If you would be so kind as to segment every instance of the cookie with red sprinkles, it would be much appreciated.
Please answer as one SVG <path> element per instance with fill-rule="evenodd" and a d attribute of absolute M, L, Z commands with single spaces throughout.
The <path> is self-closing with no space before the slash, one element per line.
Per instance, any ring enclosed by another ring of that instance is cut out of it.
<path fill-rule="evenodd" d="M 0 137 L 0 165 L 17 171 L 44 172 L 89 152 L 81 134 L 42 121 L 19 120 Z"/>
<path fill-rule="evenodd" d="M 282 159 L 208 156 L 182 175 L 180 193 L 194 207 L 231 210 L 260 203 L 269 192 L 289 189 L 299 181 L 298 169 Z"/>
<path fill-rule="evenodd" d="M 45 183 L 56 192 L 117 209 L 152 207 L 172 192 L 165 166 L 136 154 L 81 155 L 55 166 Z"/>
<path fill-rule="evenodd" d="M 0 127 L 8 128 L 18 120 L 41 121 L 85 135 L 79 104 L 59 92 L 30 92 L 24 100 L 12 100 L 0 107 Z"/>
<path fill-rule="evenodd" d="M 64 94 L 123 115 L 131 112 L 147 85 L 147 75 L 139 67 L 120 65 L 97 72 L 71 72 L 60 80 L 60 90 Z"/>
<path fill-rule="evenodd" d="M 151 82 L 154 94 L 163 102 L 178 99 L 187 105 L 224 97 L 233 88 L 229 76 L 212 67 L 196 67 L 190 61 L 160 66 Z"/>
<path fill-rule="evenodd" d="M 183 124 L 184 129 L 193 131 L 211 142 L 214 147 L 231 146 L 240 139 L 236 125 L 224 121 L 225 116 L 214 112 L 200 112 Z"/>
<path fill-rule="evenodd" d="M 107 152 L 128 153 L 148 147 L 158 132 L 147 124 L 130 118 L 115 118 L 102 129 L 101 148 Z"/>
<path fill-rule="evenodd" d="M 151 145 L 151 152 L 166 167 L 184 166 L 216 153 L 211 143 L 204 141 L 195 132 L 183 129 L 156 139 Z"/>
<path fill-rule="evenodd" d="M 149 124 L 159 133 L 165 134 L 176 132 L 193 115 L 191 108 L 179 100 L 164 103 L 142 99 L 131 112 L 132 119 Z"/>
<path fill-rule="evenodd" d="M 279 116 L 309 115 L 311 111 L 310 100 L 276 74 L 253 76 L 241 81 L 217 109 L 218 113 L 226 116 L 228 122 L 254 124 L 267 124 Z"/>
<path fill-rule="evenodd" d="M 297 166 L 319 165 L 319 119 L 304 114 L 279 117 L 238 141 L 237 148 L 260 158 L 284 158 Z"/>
###
Return all lines in the data that include the word "element".

Please answer as one SVG <path> element per instance with fill-rule="evenodd" and a d attribute of absolute M, L, Z commands with single spaces throughout.
The <path> is self-closing with no space before the slash, one element per line.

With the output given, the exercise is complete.